(Image-grounded pointing data)
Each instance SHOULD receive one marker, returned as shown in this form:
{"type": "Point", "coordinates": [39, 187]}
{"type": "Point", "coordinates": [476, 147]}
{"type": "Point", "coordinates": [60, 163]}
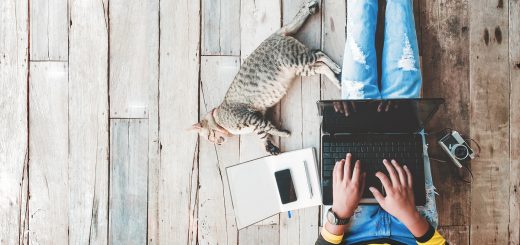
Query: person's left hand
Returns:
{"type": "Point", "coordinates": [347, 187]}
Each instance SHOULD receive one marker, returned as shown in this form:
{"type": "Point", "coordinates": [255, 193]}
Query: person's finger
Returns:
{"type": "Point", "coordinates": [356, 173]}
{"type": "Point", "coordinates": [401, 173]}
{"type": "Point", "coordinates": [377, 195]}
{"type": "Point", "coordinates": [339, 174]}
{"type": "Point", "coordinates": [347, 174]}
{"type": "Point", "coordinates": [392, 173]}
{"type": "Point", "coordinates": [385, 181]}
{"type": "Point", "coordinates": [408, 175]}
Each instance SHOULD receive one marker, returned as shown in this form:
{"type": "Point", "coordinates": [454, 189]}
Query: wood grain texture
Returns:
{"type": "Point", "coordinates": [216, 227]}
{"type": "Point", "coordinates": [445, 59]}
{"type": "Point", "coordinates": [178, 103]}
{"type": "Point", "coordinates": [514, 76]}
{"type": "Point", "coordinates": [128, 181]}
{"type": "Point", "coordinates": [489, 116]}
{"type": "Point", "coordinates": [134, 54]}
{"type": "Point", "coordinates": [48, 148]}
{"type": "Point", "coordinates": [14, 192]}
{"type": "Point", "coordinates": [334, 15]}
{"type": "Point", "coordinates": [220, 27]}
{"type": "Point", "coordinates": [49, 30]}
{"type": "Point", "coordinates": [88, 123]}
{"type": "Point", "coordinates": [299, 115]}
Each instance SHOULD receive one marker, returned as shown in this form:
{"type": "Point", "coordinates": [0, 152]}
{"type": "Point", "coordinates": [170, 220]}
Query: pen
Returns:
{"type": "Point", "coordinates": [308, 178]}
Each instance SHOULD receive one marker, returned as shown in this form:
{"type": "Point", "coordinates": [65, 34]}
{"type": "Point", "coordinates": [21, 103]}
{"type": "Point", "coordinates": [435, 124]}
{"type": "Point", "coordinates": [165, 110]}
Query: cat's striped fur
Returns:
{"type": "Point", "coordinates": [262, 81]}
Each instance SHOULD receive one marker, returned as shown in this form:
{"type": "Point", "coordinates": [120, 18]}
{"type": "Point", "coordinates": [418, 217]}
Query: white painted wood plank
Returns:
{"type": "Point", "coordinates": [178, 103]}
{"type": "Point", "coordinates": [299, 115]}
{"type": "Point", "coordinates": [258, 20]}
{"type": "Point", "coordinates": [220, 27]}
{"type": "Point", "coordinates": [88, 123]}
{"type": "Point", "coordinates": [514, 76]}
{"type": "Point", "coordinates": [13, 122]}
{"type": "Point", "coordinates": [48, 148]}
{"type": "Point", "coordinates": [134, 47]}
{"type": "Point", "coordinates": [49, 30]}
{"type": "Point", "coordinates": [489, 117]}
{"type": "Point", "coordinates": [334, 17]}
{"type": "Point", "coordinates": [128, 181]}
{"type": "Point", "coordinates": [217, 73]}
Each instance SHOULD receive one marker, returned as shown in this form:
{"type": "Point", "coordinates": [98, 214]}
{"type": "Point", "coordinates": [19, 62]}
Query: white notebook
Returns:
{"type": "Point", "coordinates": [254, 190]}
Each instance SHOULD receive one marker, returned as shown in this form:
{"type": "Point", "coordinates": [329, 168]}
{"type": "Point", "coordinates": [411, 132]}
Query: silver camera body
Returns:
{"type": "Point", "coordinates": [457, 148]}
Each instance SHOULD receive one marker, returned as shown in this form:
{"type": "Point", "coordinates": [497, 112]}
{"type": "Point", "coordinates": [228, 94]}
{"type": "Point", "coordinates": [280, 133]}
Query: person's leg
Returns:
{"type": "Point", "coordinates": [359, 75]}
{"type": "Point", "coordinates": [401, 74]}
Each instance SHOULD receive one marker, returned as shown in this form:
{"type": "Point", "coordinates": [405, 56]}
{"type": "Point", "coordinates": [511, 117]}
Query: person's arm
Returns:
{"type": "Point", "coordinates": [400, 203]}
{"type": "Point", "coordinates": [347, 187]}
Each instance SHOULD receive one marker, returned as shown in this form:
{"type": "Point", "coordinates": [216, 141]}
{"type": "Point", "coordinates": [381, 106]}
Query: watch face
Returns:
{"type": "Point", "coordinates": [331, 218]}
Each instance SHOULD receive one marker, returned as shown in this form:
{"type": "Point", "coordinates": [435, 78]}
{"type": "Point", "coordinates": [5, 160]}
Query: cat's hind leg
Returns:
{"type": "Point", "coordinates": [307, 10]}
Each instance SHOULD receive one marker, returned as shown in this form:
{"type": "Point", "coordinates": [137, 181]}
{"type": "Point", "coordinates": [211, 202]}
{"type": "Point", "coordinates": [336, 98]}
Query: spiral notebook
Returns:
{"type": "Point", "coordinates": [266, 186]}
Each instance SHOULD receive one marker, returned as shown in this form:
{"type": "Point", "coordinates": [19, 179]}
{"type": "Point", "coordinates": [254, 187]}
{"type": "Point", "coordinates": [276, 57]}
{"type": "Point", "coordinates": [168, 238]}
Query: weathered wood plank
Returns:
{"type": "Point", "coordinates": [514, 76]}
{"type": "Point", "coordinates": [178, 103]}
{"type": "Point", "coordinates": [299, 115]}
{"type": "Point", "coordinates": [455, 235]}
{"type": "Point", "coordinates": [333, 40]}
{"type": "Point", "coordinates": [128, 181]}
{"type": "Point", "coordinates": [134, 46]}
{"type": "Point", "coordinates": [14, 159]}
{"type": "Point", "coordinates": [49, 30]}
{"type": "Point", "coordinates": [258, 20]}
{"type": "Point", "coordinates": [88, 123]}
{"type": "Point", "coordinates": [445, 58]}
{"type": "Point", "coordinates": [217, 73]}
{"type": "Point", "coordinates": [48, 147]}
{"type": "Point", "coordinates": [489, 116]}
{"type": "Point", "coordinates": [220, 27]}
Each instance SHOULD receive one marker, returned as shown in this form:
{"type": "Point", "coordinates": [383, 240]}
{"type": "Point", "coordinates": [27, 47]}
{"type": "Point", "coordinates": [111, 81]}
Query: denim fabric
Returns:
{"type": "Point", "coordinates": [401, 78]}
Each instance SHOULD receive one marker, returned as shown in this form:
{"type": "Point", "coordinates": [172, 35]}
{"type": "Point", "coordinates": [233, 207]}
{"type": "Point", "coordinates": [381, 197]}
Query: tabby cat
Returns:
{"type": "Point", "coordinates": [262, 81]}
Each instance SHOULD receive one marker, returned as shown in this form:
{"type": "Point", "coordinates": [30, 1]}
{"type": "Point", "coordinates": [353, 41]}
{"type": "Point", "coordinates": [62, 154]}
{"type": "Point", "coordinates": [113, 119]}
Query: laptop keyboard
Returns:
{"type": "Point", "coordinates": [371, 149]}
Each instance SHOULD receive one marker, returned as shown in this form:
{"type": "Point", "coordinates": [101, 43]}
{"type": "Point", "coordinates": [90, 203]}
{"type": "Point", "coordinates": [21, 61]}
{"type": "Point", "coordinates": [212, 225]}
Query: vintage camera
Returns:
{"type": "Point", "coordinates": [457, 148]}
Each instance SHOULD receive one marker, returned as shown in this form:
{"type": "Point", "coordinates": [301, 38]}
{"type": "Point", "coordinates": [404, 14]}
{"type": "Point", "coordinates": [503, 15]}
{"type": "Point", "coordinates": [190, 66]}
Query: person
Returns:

__ACTIVITY__. Copy each line above precisely, dropping the pictures.

__ANSWER TO THE PROBLEM__.
Each instance SHOULD receive one marker, returned as shown in this form:
{"type": "Point", "coordinates": [39, 187]}
{"type": "Point", "coordinates": [476, 147]}
{"type": "Point", "coordinates": [60, 163]}
Query: person's left hand
Returns:
{"type": "Point", "coordinates": [347, 187]}
Each instance SHOULD receive one marker, returned as shown in this form:
{"type": "Point", "coordinates": [255, 193]}
Query: person's finger
Returns:
{"type": "Point", "coordinates": [356, 173]}
{"type": "Point", "coordinates": [401, 173]}
{"type": "Point", "coordinates": [377, 195]}
{"type": "Point", "coordinates": [339, 174]}
{"type": "Point", "coordinates": [347, 174]}
{"type": "Point", "coordinates": [392, 173]}
{"type": "Point", "coordinates": [385, 181]}
{"type": "Point", "coordinates": [408, 175]}
Each instance SHOULD receive one marker, returned as shown in this form:
{"type": "Point", "coordinates": [454, 189]}
Query: wood grain texture
Returns:
{"type": "Point", "coordinates": [216, 227]}
{"type": "Point", "coordinates": [445, 59]}
{"type": "Point", "coordinates": [178, 103]}
{"type": "Point", "coordinates": [514, 76]}
{"type": "Point", "coordinates": [128, 181]}
{"type": "Point", "coordinates": [489, 116]}
{"type": "Point", "coordinates": [134, 54]}
{"type": "Point", "coordinates": [48, 148]}
{"type": "Point", "coordinates": [14, 192]}
{"type": "Point", "coordinates": [334, 15]}
{"type": "Point", "coordinates": [220, 27]}
{"type": "Point", "coordinates": [49, 30]}
{"type": "Point", "coordinates": [88, 123]}
{"type": "Point", "coordinates": [299, 115]}
Each instance SHOULD receive one marker, returned as shown in this form:
{"type": "Point", "coordinates": [0, 152]}
{"type": "Point", "coordinates": [170, 220]}
Query: pen
Returns:
{"type": "Point", "coordinates": [308, 178]}
Each instance SHOULD receive one marker, returned as shown in this form:
{"type": "Point", "coordinates": [65, 34]}
{"type": "Point", "coordinates": [21, 103]}
{"type": "Point", "coordinates": [435, 124]}
{"type": "Point", "coordinates": [165, 110]}
Query: cat's striped fur
Returns:
{"type": "Point", "coordinates": [262, 81]}
Each instance SHOULD receive one marker, returned as shown in this form:
{"type": "Point", "coordinates": [120, 18]}
{"type": "Point", "coordinates": [418, 217]}
Query: white painted wood plank
Returns:
{"type": "Point", "coordinates": [178, 103]}
{"type": "Point", "coordinates": [299, 115]}
{"type": "Point", "coordinates": [258, 20]}
{"type": "Point", "coordinates": [220, 27]}
{"type": "Point", "coordinates": [88, 123]}
{"type": "Point", "coordinates": [514, 76]}
{"type": "Point", "coordinates": [13, 122]}
{"type": "Point", "coordinates": [48, 148]}
{"type": "Point", "coordinates": [134, 47]}
{"type": "Point", "coordinates": [49, 30]}
{"type": "Point", "coordinates": [489, 117]}
{"type": "Point", "coordinates": [334, 17]}
{"type": "Point", "coordinates": [128, 181]}
{"type": "Point", "coordinates": [217, 73]}
Each instance SHOULD receive one marker, returned as shown in this form:
{"type": "Point", "coordinates": [98, 214]}
{"type": "Point", "coordinates": [19, 62]}
Query: white notebook
Returns:
{"type": "Point", "coordinates": [254, 190]}
Each instance SHOULD receive one marker, returned as shown in this form:
{"type": "Point", "coordinates": [329, 168]}
{"type": "Point", "coordinates": [411, 132]}
Query: silver camera body
Returns:
{"type": "Point", "coordinates": [457, 148]}
Each instance SHOULD receive one marker, returned as shown in this form:
{"type": "Point", "coordinates": [497, 112]}
{"type": "Point", "coordinates": [228, 94]}
{"type": "Point", "coordinates": [280, 133]}
Query: person's leg
Returns:
{"type": "Point", "coordinates": [359, 75]}
{"type": "Point", "coordinates": [401, 74]}
Each instance SHOULD receive one marker, returned as shown in this form:
{"type": "Point", "coordinates": [405, 56]}
{"type": "Point", "coordinates": [511, 117]}
Query: person's arm
Returns:
{"type": "Point", "coordinates": [400, 203]}
{"type": "Point", "coordinates": [347, 187]}
Each instance SHOULD receive one marker, returned as shown in this form:
{"type": "Point", "coordinates": [216, 141]}
{"type": "Point", "coordinates": [381, 106]}
Query: watch face
Returns:
{"type": "Point", "coordinates": [331, 218]}
Each instance SHOULD receive one marker, returned as shown in this form:
{"type": "Point", "coordinates": [435, 78]}
{"type": "Point", "coordinates": [5, 160]}
Query: cat's hind leg
Returns:
{"type": "Point", "coordinates": [307, 10]}
Each instance SHOULD receive one marker, returned as shown in this form:
{"type": "Point", "coordinates": [137, 181]}
{"type": "Point", "coordinates": [211, 202]}
{"type": "Point", "coordinates": [336, 98]}
Query: spiral notebook
Returns:
{"type": "Point", "coordinates": [266, 186]}
Each instance SHOULD receive one marker, returned as shown in this form:
{"type": "Point", "coordinates": [19, 179]}
{"type": "Point", "coordinates": [254, 187]}
{"type": "Point", "coordinates": [276, 57]}
{"type": "Point", "coordinates": [168, 238]}
Query: weathered wood plank
Returns:
{"type": "Point", "coordinates": [514, 76]}
{"type": "Point", "coordinates": [178, 103]}
{"type": "Point", "coordinates": [299, 115]}
{"type": "Point", "coordinates": [455, 235]}
{"type": "Point", "coordinates": [333, 40]}
{"type": "Point", "coordinates": [128, 181]}
{"type": "Point", "coordinates": [134, 46]}
{"type": "Point", "coordinates": [14, 159]}
{"type": "Point", "coordinates": [49, 30]}
{"type": "Point", "coordinates": [258, 20]}
{"type": "Point", "coordinates": [88, 123]}
{"type": "Point", "coordinates": [445, 58]}
{"type": "Point", "coordinates": [217, 73]}
{"type": "Point", "coordinates": [48, 147]}
{"type": "Point", "coordinates": [489, 116]}
{"type": "Point", "coordinates": [220, 27]}
Each instance SHOULD receive one marker, returned as shown in this form:
{"type": "Point", "coordinates": [383, 240]}
{"type": "Point", "coordinates": [27, 47]}
{"type": "Point", "coordinates": [111, 81]}
Query: denim fabric
Returns:
{"type": "Point", "coordinates": [401, 78]}
Each instance SHOULD receive one marker, returned as shown in this form:
{"type": "Point", "coordinates": [172, 35]}
{"type": "Point", "coordinates": [233, 207]}
{"type": "Point", "coordinates": [381, 197]}
Query: tabby cat
Returns:
{"type": "Point", "coordinates": [262, 81]}
Each instance SHOULD receive one marker, returned as shown in this form:
{"type": "Point", "coordinates": [30, 1]}
{"type": "Point", "coordinates": [353, 41]}
{"type": "Point", "coordinates": [62, 154]}
{"type": "Point", "coordinates": [113, 119]}
Query: laptop keyboard
Returns:
{"type": "Point", "coordinates": [371, 149]}
Each instance SHOULD receive one marker, returned as shown in this form:
{"type": "Point", "coordinates": [101, 43]}
{"type": "Point", "coordinates": [90, 203]}
{"type": "Point", "coordinates": [21, 61]}
{"type": "Point", "coordinates": [212, 225]}
Query: vintage camera
Returns:
{"type": "Point", "coordinates": [457, 148]}
Each instance SHOULD receive one marker, returned as shown in this form:
{"type": "Point", "coordinates": [301, 38]}
{"type": "Point", "coordinates": [404, 14]}
{"type": "Point", "coordinates": [503, 15]}
{"type": "Point", "coordinates": [190, 66]}
Query: person
Returns:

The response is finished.